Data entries
►

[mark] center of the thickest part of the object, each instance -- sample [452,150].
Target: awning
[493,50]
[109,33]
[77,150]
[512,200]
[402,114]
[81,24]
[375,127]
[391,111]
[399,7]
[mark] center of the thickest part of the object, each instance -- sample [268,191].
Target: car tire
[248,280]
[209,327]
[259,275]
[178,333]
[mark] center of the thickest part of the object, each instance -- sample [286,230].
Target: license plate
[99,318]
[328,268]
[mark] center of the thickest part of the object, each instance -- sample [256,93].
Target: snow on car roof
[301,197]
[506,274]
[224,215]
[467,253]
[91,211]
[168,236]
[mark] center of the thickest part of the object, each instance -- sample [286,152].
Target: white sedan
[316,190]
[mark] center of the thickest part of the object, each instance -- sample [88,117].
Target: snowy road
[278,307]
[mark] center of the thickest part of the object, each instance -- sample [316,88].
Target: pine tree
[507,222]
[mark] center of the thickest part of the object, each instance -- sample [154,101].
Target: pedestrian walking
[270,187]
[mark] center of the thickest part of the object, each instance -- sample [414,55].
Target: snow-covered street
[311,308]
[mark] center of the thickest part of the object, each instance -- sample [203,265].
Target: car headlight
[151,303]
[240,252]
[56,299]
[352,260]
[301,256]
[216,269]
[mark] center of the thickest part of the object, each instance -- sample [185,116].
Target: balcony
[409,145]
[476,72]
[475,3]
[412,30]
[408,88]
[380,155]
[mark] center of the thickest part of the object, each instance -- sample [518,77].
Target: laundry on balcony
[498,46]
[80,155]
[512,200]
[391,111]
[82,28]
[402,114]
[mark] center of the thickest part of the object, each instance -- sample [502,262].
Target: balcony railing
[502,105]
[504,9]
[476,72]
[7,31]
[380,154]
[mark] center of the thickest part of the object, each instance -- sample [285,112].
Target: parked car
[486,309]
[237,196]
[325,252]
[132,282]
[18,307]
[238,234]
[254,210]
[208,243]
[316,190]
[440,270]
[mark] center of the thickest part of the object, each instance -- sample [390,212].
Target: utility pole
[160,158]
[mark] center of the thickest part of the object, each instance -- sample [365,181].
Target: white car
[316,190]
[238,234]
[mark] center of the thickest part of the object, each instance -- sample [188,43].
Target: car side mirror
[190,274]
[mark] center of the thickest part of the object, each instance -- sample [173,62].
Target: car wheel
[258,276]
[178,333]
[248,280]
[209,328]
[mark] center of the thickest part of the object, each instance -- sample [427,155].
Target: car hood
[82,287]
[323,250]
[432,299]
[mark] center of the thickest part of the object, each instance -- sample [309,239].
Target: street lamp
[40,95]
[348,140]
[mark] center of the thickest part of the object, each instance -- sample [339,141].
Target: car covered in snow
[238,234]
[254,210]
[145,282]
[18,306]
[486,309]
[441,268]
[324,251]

◄

**WHAT TO PRODUCE:** Reproduce every line from the one containing "-- sample [427,155]." through the end of the items, both ends included, keeping the requests and their sample coordinates unchanged. Multiply each answer coordinate by 1.65 and round it to a whole number, with halves rounding up.

**EXERCISE SOLUTION:**
[mark] center of the thickest part of the object, each instance -- sample [427,155].
Target: car hood
[135,474]
[533,413]
[713,493]
[mark] center of the thickest part of the object, each instance -- sample [309,239].
Target: street lamp
[66,157]
[574,231]
[mark] center of the thickest part of the object, each instance -- sample [339,141].
Target: car covered in snow
[393,386]
[419,347]
[239,465]
[30,505]
[802,510]
[728,442]
[535,414]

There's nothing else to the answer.